(Entries drawn from a collection)
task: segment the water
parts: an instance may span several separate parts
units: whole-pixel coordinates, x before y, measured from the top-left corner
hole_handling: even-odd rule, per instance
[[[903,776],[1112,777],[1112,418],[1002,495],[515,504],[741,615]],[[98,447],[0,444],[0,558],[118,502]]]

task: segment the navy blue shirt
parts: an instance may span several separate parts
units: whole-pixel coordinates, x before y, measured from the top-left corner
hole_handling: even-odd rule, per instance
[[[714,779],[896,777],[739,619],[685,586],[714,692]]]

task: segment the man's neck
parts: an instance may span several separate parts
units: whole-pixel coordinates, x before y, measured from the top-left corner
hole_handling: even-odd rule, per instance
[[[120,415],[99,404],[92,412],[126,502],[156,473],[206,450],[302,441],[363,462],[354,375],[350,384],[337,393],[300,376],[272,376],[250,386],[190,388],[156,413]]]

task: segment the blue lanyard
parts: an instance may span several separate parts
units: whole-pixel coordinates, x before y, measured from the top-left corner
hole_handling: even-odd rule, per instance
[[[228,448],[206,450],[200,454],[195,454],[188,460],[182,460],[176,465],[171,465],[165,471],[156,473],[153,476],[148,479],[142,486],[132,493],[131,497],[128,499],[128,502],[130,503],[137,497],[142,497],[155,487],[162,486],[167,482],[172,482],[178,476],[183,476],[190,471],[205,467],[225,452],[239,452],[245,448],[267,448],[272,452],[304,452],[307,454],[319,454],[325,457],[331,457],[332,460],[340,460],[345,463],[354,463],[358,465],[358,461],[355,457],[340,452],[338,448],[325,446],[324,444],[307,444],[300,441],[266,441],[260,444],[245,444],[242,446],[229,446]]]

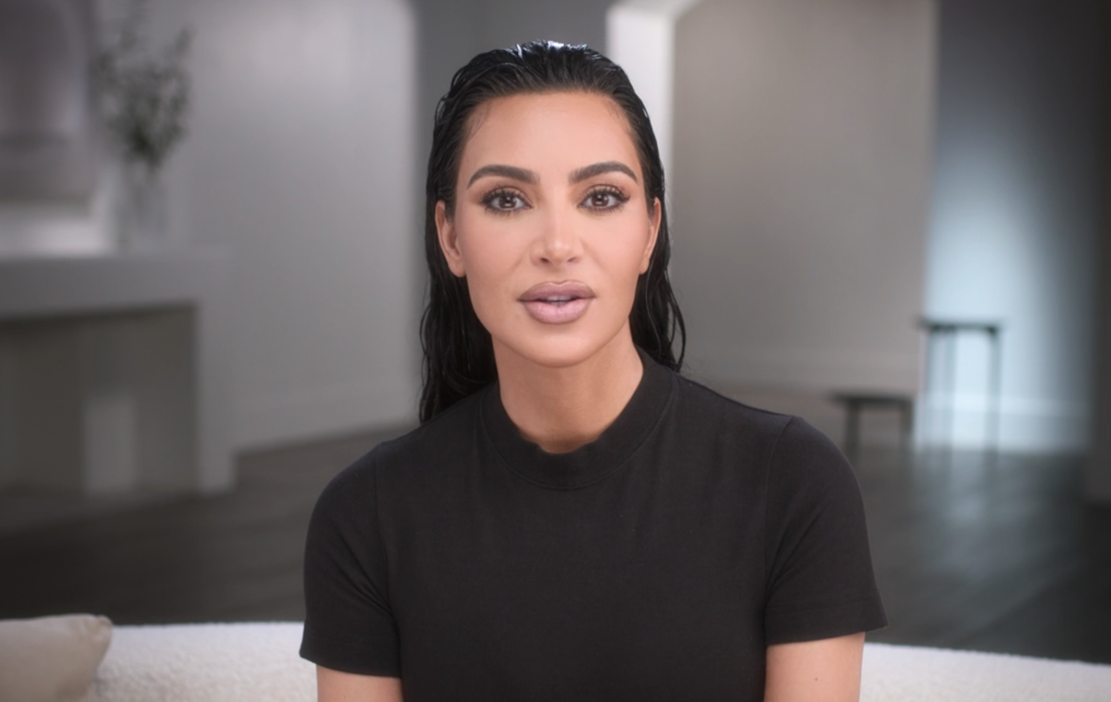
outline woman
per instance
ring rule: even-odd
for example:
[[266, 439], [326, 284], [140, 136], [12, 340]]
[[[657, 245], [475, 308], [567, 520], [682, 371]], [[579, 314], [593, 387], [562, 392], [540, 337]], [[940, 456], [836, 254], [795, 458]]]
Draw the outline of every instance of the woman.
[[884, 618], [855, 481], [804, 422], [677, 374], [662, 167], [621, 69], [476, 57], [427, 194], [422, 425], [309, 531], [320, 699], [857, 699]]

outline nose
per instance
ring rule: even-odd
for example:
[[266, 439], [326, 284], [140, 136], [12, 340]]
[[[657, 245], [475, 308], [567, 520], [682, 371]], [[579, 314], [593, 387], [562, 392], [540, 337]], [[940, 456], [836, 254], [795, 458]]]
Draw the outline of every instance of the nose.
[[533, 261], [543, 265], [563, 265], [582, 255], [582, 241], [575, 231], [573, 217], [556, 209], [542, 219], [533, 242]]

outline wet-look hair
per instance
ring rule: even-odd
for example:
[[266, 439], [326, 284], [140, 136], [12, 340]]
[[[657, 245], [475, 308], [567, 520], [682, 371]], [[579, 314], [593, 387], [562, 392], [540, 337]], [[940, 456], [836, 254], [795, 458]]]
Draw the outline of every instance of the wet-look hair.
[[421, 318], [424, 352], [421, 423], [498, 378], [490, 332], [474, 313], [466, 279], [456, 277], [448, 268], [436, 228], [437, 202], [444, 201], [448, 217], [454, 210], [459, 163], [473, 129], [471, 118], [481, 104], [494, 98], [562, 91], [605, 96], [624, 113], [640, 158], [649, 208], [653, 201], [661, 208], [655, 247], [648, 271], [637, 281], [629, 315], [632, 340], [658, 363], [674, 371], [682, 367], [685, 328], [668, 279], [671, 240], [663, 197], [663, 163], [644, 104], [621, 67], [593, 49], [530, 41], [471, 59], [451, 79], [448, 94], [437, 106], [424, 203], [429, 288]]

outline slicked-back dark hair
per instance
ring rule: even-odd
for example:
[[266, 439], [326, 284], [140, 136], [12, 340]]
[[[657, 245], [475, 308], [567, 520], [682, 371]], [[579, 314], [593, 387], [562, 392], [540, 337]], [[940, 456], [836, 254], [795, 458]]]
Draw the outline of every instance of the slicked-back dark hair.
[[644, 104], [625, 72], [593, 49], [530, 41], [471, 59], [451, 79], [448, 94], [437, 106], [424, 205], [424, 257], [430, 280], [428, 304], [421, 319], [422, 423], [498, 377], [490, 333], [474, 314], [467, 281], [448, 268], [436, 229], [437, 202], [444, 201], [449, 217], [454, 209], [456, 181], [463, 146], [470, 136], [471, 116], [494, 98], [561, 91], [605, 96], [621, 108], [629, 123], [649, 207], [658, 200], [661, 208], [655, 248], [648, 271], [637, 281], [629, 315], [632, 340], [662, 365], [674, 371], [682, 367], [685, 328], [668, 279], [671, 240], [663, 197], [663, 163]]

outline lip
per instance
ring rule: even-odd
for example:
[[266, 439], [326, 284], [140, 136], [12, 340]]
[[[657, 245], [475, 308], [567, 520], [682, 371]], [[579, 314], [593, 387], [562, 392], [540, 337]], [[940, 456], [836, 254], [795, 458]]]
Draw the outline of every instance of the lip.
[[594, 291], [578, 281], [544, 282], [520, 297], [529, 317], [543, 324], [567, 324], [587, 312]]

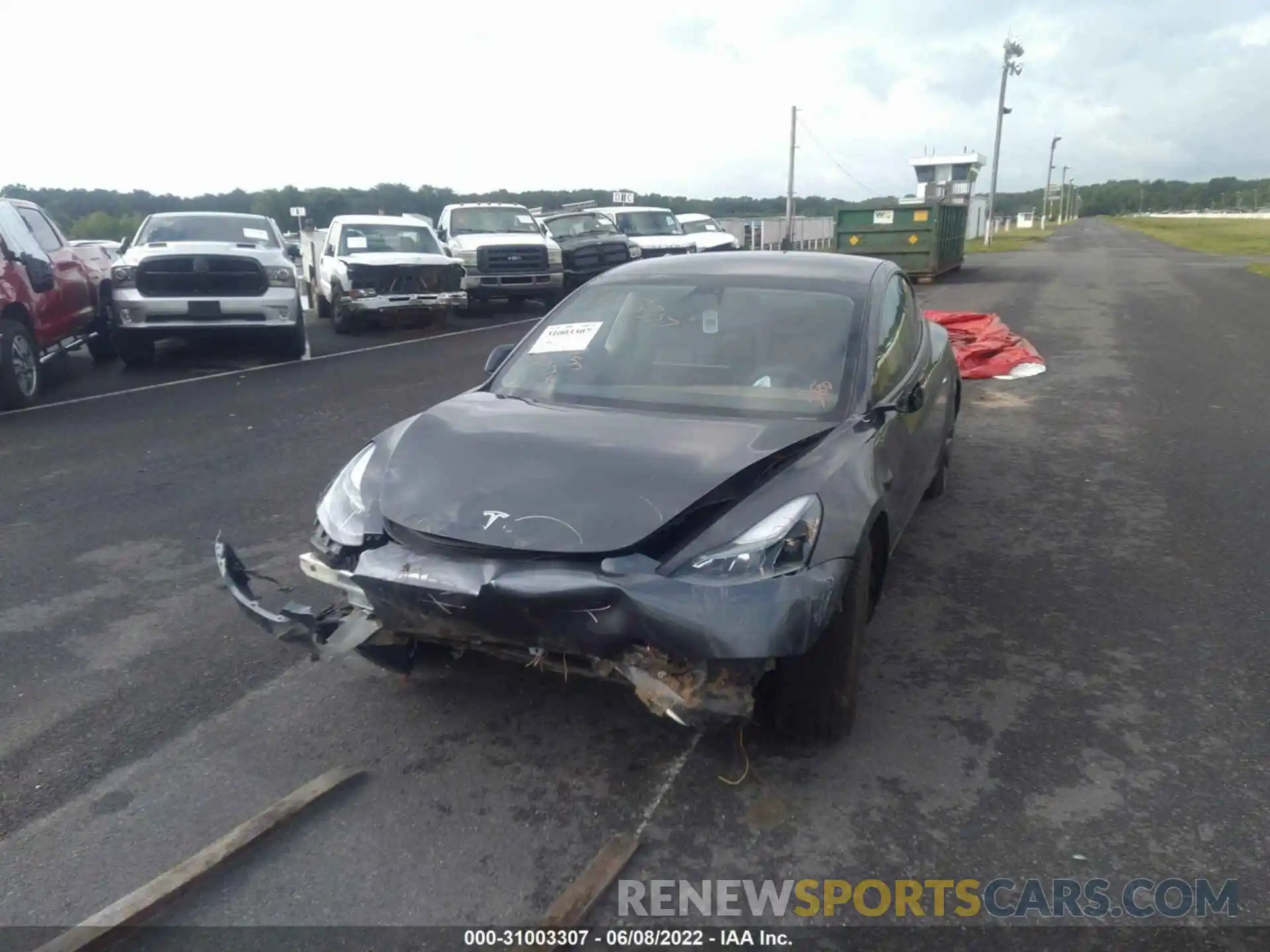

▶ _Problem to work on_:
Write out all of the material above line for line, without changing anything, but omit the images.

▶ _Task output_:
task: segment the water
parts: an instance may span several separate parts
units: whole-pixel coordinates, x before y, measured from the top-left corner
hole_handling: even-odd rule, per instance
[[[903,776],[1112,777],[1112,418],[1002,495],[515,504],[741,615]],[[98,447],[0,444],[0,558],[118,502]]]

task: segment the navy blue shirt
parts: an instance may span several separate parts
units: whole-pixel coordinates, x before y, measured from the top-left corner
hole_handling: even-odd rule, per instance
[[[714,779],[896,777],[739,619],[685,586],[714,692]]]

task: segment the man's neck
parts: an instance may span several separate parts
units: whole-pixel coordinates, x before y, measured from the top-left corner
hole_handling: even-odd rule, per instance
[[[120,415],[99,404],[92,412],[126,502],[156,473],[206,450],[302,441],[363,462],[354,375],[350,384],[337,393],[300,376],[272,376],[250,386],[190,388],[156,413]]]

task: segment the blue lanyard
parts: an instance may span several separate parts
units: whole-pixel coordinates, x before y, measured from the top-left corner
hole_handling: even-odd rule, per instance
[[[228,448],[206,450],[200,454],[195,454],[188,460],[182,460],[176,465],[171,465],[165,471],[156,473],[153,476],[148,479],[142,486],[132,493],[131,497],[128,499],[128,502],[130,503],[137,497],[142,497],[155,487],[162,486],[167,482],[172,482],[178,476],[183,476],[190,471],[205,467],[225,452],[239,452],[245,448],[267,448],[272,452],[304,452],[307,454],[319,454],[325,457],[331,457],[332,460],[340,460],[345,463],[354,463],[358,465],[358,461],[355,457],[340,452],[338,448],[325,446],[324,444],[307,444],[300,441],[266,441],[260,444],[245,444],[242,446],[229,446]]]

outline woman
per instance
ring rule: even-odd
for example:
[[266, 439], [326, 284], [140, 136], [12, 340]]
[[[657, 245], [475, 308], [567, 520], [682, 371]], [[579, 314], [593, 387], [562, 392], [540, 337]], [[940, 456], [836, 254], [795, 458]]]
Draw the outline of every instance of the woman.
[[884, 618], [855, 481], [804, 422], [677, 374], [662, 167], [621, 69], [476, 57], [427, 194], [422, 425], [309, 531], [320, 699], [857, 699]]

outline nose
per instance
ring rule: even-odd
for example:
[[266, 439], [326, 284], [140, 136], [12, 340]]
[[[657, 245], [475, 308], [567, 520], [682, 371]], [[579, 314], [593, 387], [562, 392], [540, 337]], [[940, 456], [836, 254], [795, 458]]]
Draw the outline of every instance of the nose.
[[533, 261], [543, 265], [563, 265], [582, 255], [582, 241], [575, 231], [573, 217], [556, 209], [542, 219], [533, 242]]

outline wet-look hair
per instance
ring rule: even-odd
for example:
[[266, 439], [326, 284], [140, 136], [12, 340]]
[[[657, 245], [475, 308], [567, 520], [682, 371]], [[579, 314], [593, 387], [562, 392], [540, 337]], [[940, 456], [836, 254], [795, 458]]]
Draw the outline of every instance of the wet-look hair.
[[421, 318], [424, 352], [421, 423], [498, 378], [490, 332], [474, 313], [466, 279], [456, 277], [448, 268], [436, 228], [437, 202], [444, 201], [448, 217], [454, 210], [459, 163], [473, 129], [471, 118], [481, 104], [494, 98], [562, 91], [605, 96], [624, 113], [640, 158], [649, 208], [653, 201], [661, 208], [655, 247], [648, 271], [637, 281], [629, 315], [632, 340], [658, 363], [674, 371], [682, 367], [685, 328], [668, 279], [671, 240], [663, 197], [663, 163], [644, 104], [621, 67], [593, 49], [530, 41], [471, 59], [451, 79], [448, 94], [437, 106], [424, 203], [429, 288]]

outline slicked-back dark hair
per instance
ring rule: even-odd
for example:
[[266, 439], [326, 284], [140, 136], [12, 340]]
[[[657, 245], [475, 308], [567, 520], [682, 371]], [[579, 314], [593, 387], [562, 392], [540, 337]], [[940, 456], [836, 254], [795, 458]]]
Draw the outline of every instance of the slicked-back dark hair.
[[644, 104], [625, 72], [593, 49], [530, 41], [471, 59], [451, 79], [448, 94], [437, 106], [424, 205], [424, 257], [430, 280], [428, 304], [421, 319], [422, 423], [498, 377], [490, 333], [474, 314], [467, 281], [448, 268], [436, 229], [437, 202], [444, 201], [449, 217], [454, 209], [456, 181], [463, 146], [470, 136], [471, 116], [494, 98], [561, 91], [605, 96], [621, 108], [629, 123], [649, 207], [658, 200], [661, 208], [655, 248], [648, 271], [637, 281], [629, 315], [632, 340], [662, 365], [674, 371], [682, 367], [685, 328], [668, 279], [671, 240], [663, 197], [663, 163]]

outline lip
per instance
ring rule: even-odd
for example:
[[266, 439], [326, 284], [140, 136], [12, 340]]
[[[657, 245], [475, 308], [567, 520], [682, 371]], [[579, 314], [593, 387], [562, 392], [540, 337]], [[940, 456], [836, 254], [795, 458]]]
Draw the outline of every instance of the lip.
[[594, 291], [578, 281], [544, 282], [520, 297], [529, 317], [543, 324], [567, 324], [587, 312]]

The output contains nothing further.